**Task set:**
• 1. In the discussion of random number seeding, what is named as an example of a good source of entropy for seeding?
• 2. Pick up the discussion of random number seeding after its last sentence and carry it on.

**Text to read:**

....................

On Jun 22, 2011, at 12:48 PM, StefanKarpinski wrote:

There are two use-cases for random number generation:

  1. I need a deterministic, reproducible, seed-based series of pseudorandom numbers, e.g. for simulation.
  2. I want actual random behavior but have to settle for pseudorandom behavior with a good random seed.

In the former case, you need to explicitly seed the your random number generator so what the generator automatically seeds itself with is irrelevant. In the latter case, you want the default to be to use a good source of entropy — like /dev/urandom — rather than some crappy default like using the current time.

Do you have some better source of entropy that you have in mind for automatically seeding the random number generator when an explicit seed isn't given? Or are you objecting to automatically seeding the generator at all? Personally, if I just want to generate a bunch of random numbers in an ad hoc manner, I really don't want to be bothered to generate a seed — I just want to use it.

Reply to this email directly or view it on GitHub: https://github.com/JuliaLang/julia/issues/67#issuecomment-1416254

StefanKarpinski commented 13 years ago

In no system (C, matlab, etc.) is a random number seeded with a random seed of any type by default.

....................

**Data rows:**
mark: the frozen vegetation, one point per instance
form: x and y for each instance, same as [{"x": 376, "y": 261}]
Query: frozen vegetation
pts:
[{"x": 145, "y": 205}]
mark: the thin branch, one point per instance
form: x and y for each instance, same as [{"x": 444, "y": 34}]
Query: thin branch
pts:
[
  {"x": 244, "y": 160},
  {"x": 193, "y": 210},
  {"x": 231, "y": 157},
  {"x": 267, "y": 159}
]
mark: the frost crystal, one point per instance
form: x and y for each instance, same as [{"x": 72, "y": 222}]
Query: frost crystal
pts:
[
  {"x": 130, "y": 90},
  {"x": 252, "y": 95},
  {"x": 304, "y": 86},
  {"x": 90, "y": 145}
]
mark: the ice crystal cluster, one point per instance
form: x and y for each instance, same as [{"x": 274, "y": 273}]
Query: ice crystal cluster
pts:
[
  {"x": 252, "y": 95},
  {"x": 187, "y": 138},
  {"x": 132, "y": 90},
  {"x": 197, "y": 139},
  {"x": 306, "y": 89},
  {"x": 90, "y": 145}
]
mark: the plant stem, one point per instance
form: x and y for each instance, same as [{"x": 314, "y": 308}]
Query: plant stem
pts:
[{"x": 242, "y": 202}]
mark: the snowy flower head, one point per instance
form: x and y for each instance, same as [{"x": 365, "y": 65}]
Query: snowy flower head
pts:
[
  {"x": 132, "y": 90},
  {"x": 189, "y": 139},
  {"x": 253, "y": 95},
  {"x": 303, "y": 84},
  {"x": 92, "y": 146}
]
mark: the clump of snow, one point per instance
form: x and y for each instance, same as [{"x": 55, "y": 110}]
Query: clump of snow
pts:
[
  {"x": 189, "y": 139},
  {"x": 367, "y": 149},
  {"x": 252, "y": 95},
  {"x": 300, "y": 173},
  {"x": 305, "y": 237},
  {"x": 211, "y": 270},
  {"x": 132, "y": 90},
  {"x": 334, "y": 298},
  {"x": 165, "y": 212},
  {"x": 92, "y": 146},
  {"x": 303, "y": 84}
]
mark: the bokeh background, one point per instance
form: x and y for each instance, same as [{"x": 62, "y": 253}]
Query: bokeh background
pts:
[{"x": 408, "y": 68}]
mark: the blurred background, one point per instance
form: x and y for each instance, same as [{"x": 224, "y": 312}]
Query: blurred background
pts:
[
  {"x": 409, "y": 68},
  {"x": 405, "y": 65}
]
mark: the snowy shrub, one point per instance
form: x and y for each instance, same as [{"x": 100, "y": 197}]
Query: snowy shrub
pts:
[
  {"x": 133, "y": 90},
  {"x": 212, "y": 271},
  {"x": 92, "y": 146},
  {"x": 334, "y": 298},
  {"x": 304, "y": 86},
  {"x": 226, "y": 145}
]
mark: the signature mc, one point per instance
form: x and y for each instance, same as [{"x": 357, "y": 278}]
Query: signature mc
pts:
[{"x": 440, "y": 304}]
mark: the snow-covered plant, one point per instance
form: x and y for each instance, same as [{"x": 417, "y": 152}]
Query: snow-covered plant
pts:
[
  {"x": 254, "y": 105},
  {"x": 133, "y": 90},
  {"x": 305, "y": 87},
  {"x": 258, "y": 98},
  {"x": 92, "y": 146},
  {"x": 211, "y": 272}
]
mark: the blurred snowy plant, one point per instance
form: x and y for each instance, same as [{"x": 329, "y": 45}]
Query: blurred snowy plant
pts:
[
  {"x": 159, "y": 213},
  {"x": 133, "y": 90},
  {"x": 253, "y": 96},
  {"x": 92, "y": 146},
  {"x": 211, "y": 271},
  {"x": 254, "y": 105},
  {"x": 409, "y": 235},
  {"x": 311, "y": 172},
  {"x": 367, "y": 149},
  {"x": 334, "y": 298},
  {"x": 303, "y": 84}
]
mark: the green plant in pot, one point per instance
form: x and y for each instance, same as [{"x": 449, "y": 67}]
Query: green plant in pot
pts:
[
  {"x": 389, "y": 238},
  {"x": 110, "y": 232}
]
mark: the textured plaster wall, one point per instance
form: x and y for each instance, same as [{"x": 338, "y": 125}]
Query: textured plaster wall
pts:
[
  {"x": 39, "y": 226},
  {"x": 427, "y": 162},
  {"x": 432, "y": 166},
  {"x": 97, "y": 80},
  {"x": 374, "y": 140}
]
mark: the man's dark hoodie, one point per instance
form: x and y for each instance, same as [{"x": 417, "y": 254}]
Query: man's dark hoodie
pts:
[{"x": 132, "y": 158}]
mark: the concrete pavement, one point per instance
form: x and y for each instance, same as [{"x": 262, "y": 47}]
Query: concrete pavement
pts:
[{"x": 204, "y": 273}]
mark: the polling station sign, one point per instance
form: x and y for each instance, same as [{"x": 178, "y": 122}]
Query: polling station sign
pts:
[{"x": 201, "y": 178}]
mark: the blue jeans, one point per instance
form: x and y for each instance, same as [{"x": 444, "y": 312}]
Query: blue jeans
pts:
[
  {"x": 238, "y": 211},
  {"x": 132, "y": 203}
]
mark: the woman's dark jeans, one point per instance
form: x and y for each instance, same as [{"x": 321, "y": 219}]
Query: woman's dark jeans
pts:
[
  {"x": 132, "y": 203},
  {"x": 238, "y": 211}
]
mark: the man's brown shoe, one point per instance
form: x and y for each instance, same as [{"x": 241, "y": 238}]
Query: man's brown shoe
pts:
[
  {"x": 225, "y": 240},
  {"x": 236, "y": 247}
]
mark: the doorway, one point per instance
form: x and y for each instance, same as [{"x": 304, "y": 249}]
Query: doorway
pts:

....................

**Final results:**
• 1. /dev/urandom

• 2.
Maybe not in C or Matlab (I checked this), but consider:

$ perl -le 'print rand'
0.481756120528193
$ perl -le 'print rand'
0.305858596301736
$ ruby -le 'print rand'
0.533189391261214
$ ruby -le 'print rand'
0.222633436955373
$ python -c 'import random; print random.random()'
0.177964855511
bash-3.2$ python -c 'import random; print random.random()'
0.191501075101
bash-3.2$ 

All three of the most user-friendly mainstream languages around automatically seed your RNG for you. So the question here is do we emulate C and Matlab or Python, Perl and Ruby. The choice seems pretty clear to me. Honestly, the only viable well-behaved options are:

The latter seems unnecessarily pedantic and annoying. How does seeding an RNG by default cause surprise?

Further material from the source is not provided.